SUPPLIED TEXT —
------------------------
The Westinghouse Building: Will a Sad Story Turn into “an Incredible Light”?
Frequent commenter Zemin Zhang lives in downtown Newark. He’s been long fighting the battle of taking down the Westinghouse building which blights the Broad Street Station area. Mayor Cory Booker suggested on last week’s Newark Today show on WBGO that this dilapidated warehouse will be torn down during his administration — a ray of hope for Zemin and his James Street Historic District neighborhood. He provided this commentary in an email today. – Ed.
A Rutgers researcher, Josh Mann, observed that the Westinghouse building “is reflective of the past, present, and future of Newark.” At the site of the great American inventor Seth Boydon’s early 1800’s workshop, the Westinghouse facility had been a part of Newark’s manufacturing powerhouse since 1882. In its heyday (1910-1950), 3,000 workers daily at this 4.5-acre complex produced a variety of products, from electric curling irons and watt-hour meters, to loudspeakers for early radios. Finally, like the fate of hundreds of Northeastern manufacturers, the Westinghouse building dimmed its lights in the late 1970’s, leaving this city of mostly unemployed poor minorities.
------------------------
PROVIDED MATERIAL —

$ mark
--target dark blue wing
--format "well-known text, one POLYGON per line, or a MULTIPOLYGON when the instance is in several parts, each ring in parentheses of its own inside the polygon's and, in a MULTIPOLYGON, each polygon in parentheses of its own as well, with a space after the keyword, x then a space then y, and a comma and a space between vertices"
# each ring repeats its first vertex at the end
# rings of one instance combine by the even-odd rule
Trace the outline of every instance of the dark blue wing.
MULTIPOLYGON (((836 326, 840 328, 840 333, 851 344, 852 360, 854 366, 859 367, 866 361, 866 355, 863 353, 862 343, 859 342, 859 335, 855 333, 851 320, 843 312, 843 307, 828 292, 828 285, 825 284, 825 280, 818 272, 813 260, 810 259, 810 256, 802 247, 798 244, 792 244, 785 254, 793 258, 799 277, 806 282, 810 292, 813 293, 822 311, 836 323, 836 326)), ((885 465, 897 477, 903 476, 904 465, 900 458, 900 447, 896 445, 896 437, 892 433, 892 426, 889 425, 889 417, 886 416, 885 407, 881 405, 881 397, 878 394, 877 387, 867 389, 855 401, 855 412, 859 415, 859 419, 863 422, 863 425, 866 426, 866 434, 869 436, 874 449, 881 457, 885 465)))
------------------------
COMPLETE THE FOLLOWING —
(A) Please repeat everything in the Westinghouse Building piece from "A Rutgers researcher, Josh" down to "unemployed poor minorities.", word for word.
(B) Answer these questions using the Westinghouse Building piece:
(i) On which show did Mayor Cory Booker suggest that the warehouse will be torn down?
(ii) Since what year had the Westinghouse facility been part of Newark's manufacturing powerhouse?
(iii) How many workers a day were at the complex in its heyday?

TASK-BY-TASK ANSWERS —
(A)
A Rutgers researcher, Josh Mann, observed that the Westinghouse building “is reflective of the past, present, and future of Newark.” At the site of the great American inventor Seth Boydon’s early 1800’s workshop, the Westinghouse facility had been a part of Newark’s manufacturing powerhouse since 1882. In its heyday (1910-1950), 3,000 workers daily at this 4.5-acre complex produced a variety of products, from electric curling irons and watt-hour meters, to loudspeakers for early radios. Finally, like the fate of hundreds of Northeastern manufacturers, the Westinghouse building dimmed its lights in the late 1970’s, leaving this city of mostly unemployed poor minorities.

(B)
(i) The Newark Today show on WBGO
(ii) 1882
(iii) 3,000